Reproduce the line that holds "Reviewer note: confirm that every instance of the lit" together with all the lines after it up to the end of the entries.

=== Available data ===
━━━━━━━━━━

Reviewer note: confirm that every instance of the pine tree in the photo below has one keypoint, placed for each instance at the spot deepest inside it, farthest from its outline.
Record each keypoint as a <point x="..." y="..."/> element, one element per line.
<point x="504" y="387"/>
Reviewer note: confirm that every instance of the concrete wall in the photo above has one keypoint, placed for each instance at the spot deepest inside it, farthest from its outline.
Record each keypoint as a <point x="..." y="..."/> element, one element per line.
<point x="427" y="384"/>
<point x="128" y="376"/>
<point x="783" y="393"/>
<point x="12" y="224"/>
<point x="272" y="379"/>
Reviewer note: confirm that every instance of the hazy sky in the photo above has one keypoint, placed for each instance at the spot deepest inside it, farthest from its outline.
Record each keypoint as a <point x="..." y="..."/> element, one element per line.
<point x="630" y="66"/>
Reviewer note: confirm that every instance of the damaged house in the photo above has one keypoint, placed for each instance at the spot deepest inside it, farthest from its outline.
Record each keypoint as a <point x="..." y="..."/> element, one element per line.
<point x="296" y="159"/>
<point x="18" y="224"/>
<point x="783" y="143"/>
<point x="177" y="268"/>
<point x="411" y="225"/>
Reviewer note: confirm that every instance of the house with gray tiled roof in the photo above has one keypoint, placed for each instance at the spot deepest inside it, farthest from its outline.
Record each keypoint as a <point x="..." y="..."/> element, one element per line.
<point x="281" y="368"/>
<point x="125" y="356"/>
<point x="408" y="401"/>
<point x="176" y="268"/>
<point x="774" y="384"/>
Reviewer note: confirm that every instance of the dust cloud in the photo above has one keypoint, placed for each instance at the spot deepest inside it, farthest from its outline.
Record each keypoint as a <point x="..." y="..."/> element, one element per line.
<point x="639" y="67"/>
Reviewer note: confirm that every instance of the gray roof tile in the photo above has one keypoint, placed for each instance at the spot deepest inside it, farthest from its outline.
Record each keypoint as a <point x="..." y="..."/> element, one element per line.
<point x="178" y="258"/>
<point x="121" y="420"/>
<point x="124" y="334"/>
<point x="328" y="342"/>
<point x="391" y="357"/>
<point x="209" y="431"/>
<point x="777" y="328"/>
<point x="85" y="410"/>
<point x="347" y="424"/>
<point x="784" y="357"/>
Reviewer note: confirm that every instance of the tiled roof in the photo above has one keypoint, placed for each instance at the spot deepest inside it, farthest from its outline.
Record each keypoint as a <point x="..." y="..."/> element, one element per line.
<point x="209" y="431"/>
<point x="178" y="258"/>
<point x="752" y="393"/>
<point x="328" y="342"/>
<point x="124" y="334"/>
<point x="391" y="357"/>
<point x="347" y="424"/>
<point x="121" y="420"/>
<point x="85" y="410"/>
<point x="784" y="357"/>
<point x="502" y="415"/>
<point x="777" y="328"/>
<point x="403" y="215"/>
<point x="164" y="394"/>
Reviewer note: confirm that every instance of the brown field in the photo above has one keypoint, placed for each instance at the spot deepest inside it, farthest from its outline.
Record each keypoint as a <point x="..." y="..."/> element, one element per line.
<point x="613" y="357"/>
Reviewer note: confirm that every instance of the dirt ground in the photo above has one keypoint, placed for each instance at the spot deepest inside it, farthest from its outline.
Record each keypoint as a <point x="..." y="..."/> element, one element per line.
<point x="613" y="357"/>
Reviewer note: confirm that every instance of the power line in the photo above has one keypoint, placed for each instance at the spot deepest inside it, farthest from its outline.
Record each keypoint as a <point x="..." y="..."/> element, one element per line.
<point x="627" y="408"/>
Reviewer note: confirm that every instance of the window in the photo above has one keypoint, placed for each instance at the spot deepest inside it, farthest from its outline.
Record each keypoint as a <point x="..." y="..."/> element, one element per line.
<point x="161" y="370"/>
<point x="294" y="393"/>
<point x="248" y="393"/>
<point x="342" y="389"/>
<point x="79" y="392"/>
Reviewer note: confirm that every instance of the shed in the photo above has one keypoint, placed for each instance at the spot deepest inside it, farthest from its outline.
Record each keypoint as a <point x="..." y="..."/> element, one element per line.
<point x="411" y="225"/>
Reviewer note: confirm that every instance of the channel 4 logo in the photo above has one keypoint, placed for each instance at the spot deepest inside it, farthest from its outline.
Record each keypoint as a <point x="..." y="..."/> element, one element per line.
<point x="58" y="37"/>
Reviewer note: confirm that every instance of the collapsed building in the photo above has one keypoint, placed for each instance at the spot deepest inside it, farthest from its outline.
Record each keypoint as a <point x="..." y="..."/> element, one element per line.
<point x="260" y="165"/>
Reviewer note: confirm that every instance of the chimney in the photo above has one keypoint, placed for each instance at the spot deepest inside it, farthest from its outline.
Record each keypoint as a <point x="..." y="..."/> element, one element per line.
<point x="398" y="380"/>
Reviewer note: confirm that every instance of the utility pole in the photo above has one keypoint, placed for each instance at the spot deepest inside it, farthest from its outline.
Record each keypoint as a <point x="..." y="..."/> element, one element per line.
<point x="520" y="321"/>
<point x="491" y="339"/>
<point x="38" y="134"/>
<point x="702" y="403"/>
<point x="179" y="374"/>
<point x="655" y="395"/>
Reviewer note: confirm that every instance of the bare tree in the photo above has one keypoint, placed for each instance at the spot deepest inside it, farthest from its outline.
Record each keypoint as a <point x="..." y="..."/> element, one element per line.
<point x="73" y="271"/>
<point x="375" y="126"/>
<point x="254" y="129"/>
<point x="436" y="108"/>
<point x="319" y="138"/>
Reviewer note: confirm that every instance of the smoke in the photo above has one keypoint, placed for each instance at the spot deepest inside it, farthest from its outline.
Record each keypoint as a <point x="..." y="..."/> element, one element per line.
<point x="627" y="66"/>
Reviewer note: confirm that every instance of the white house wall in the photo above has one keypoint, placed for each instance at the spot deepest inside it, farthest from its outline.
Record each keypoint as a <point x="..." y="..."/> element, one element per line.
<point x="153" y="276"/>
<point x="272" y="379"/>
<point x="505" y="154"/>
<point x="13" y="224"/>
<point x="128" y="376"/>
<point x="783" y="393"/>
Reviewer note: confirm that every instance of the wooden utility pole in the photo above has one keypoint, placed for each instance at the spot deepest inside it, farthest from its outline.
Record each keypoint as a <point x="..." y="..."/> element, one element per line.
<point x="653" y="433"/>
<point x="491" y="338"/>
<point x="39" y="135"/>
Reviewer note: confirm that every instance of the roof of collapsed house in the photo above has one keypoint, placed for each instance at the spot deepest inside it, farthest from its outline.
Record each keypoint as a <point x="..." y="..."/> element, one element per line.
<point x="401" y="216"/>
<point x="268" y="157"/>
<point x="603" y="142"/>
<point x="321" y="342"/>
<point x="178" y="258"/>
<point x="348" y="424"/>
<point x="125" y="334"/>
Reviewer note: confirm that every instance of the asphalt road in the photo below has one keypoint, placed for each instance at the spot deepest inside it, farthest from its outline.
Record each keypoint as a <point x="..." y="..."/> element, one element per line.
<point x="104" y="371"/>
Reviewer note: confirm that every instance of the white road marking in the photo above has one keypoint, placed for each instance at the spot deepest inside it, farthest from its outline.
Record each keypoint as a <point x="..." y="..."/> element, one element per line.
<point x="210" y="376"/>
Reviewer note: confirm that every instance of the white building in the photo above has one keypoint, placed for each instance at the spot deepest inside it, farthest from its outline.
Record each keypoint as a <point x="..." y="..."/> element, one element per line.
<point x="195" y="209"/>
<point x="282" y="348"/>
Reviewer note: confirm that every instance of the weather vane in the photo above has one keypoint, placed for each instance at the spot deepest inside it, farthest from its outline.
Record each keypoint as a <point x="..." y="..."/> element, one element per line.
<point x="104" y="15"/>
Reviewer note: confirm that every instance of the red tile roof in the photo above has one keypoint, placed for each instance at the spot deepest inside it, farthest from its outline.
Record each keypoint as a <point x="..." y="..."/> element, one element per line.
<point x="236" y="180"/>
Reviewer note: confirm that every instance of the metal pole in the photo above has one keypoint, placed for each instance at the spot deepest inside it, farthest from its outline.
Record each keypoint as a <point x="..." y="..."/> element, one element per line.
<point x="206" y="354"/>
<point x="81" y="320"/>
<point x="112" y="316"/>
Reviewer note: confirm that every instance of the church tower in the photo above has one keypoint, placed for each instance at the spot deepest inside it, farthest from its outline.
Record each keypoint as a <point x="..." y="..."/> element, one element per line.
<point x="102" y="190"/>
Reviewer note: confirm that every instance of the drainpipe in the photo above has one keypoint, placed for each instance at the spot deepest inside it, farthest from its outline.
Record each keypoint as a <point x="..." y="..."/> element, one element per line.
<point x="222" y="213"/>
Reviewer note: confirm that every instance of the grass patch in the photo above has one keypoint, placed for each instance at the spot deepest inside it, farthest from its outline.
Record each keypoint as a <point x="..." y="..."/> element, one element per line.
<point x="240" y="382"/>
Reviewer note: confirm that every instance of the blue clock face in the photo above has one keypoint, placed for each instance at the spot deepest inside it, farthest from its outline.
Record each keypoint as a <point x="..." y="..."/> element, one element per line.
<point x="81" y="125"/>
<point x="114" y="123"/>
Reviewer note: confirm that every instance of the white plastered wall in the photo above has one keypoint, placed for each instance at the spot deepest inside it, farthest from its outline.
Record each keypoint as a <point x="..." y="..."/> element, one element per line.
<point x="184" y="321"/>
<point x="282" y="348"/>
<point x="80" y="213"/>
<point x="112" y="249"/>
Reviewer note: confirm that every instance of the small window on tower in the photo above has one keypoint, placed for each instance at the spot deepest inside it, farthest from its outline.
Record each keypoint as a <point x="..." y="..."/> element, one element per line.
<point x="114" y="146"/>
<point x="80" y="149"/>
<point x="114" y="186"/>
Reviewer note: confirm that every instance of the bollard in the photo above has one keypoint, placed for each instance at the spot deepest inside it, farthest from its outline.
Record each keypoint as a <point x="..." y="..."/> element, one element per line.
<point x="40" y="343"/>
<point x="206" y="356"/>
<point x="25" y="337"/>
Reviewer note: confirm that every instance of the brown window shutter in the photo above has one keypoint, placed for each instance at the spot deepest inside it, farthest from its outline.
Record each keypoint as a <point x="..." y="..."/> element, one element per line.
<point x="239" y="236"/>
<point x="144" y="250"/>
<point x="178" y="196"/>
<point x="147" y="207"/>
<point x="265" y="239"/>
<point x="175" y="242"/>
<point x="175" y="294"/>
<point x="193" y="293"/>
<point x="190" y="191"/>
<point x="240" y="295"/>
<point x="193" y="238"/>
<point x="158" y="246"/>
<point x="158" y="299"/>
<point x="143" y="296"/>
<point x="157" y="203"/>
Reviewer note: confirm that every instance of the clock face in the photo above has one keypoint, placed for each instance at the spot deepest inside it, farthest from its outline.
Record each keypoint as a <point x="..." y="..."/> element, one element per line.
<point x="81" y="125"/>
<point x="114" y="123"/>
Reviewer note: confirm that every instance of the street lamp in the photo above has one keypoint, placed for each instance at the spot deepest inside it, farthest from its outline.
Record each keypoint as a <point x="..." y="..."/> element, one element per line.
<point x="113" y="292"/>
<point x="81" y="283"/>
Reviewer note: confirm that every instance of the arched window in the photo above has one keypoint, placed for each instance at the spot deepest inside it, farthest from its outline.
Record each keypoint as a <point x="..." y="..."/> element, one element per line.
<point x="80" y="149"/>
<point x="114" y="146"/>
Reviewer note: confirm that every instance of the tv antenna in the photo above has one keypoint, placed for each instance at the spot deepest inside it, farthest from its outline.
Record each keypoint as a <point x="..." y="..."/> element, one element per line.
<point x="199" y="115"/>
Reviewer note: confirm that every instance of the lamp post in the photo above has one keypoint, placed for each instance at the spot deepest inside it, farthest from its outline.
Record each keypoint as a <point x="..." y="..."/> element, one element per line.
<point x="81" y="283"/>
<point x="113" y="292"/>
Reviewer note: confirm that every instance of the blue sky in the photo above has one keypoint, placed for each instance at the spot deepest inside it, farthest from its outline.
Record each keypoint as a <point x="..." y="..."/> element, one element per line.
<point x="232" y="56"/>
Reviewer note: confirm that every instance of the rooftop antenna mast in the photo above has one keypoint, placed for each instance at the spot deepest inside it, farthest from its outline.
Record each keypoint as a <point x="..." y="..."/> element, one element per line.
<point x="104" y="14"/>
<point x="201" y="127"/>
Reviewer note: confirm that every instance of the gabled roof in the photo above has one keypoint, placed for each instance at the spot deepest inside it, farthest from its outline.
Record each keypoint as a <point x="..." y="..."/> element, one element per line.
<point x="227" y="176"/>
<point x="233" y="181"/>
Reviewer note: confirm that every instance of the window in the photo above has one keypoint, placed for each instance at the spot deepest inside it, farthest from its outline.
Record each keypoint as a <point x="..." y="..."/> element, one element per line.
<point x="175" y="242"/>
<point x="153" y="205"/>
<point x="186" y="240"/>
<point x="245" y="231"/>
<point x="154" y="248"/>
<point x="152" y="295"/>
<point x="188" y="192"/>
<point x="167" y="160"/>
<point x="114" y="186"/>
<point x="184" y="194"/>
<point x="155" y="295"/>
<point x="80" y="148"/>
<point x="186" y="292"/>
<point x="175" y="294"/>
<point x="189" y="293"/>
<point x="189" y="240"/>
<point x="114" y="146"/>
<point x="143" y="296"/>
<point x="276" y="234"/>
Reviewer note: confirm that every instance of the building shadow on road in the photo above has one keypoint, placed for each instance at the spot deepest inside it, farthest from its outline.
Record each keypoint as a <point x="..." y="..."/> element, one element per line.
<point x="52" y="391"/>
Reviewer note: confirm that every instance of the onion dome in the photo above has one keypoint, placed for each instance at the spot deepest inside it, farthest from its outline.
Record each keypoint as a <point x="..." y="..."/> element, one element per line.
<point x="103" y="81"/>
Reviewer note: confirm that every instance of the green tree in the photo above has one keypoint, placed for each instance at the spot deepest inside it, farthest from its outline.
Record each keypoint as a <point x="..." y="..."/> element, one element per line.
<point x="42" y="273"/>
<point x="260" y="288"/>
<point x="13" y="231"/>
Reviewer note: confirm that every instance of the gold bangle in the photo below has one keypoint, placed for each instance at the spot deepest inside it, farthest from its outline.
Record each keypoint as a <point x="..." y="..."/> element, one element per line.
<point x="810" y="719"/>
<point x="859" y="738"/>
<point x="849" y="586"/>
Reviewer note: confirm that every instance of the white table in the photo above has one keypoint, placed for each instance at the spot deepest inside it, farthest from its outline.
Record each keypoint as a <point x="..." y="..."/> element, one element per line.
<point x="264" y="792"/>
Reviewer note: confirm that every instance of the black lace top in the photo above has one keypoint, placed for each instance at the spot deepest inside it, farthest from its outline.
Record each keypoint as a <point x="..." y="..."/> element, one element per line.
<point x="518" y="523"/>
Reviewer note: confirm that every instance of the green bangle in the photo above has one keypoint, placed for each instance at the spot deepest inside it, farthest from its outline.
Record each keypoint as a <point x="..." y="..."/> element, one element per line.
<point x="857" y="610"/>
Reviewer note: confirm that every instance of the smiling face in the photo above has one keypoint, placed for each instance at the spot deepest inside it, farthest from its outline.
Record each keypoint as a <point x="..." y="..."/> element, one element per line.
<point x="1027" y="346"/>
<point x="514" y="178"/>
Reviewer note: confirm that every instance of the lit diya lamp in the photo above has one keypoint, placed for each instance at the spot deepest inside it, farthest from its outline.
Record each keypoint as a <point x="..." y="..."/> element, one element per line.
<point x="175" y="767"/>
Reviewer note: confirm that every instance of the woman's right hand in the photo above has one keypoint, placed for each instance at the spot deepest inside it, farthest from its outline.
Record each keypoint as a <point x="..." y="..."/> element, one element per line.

━━━━━━━━━━

=== Written solution ===
Reviewer note: confirm that every instance of the lit diya lamp in the photo above has one keypoint, placed for each instance at the spot deepest inside it, farthest from its outline.
Record each keypoint as a <point x="..." y="..."/> element, one element per line.
<point x="175" y="767"/>
Reviewer note: confirm that every instance of the woman's right hand in the photo above has one keypoint, placed for each instance at the spot deepest inside it, farthest from its outline.
Record each keypoint as a <point x="..." y="..."/> element, one element per line.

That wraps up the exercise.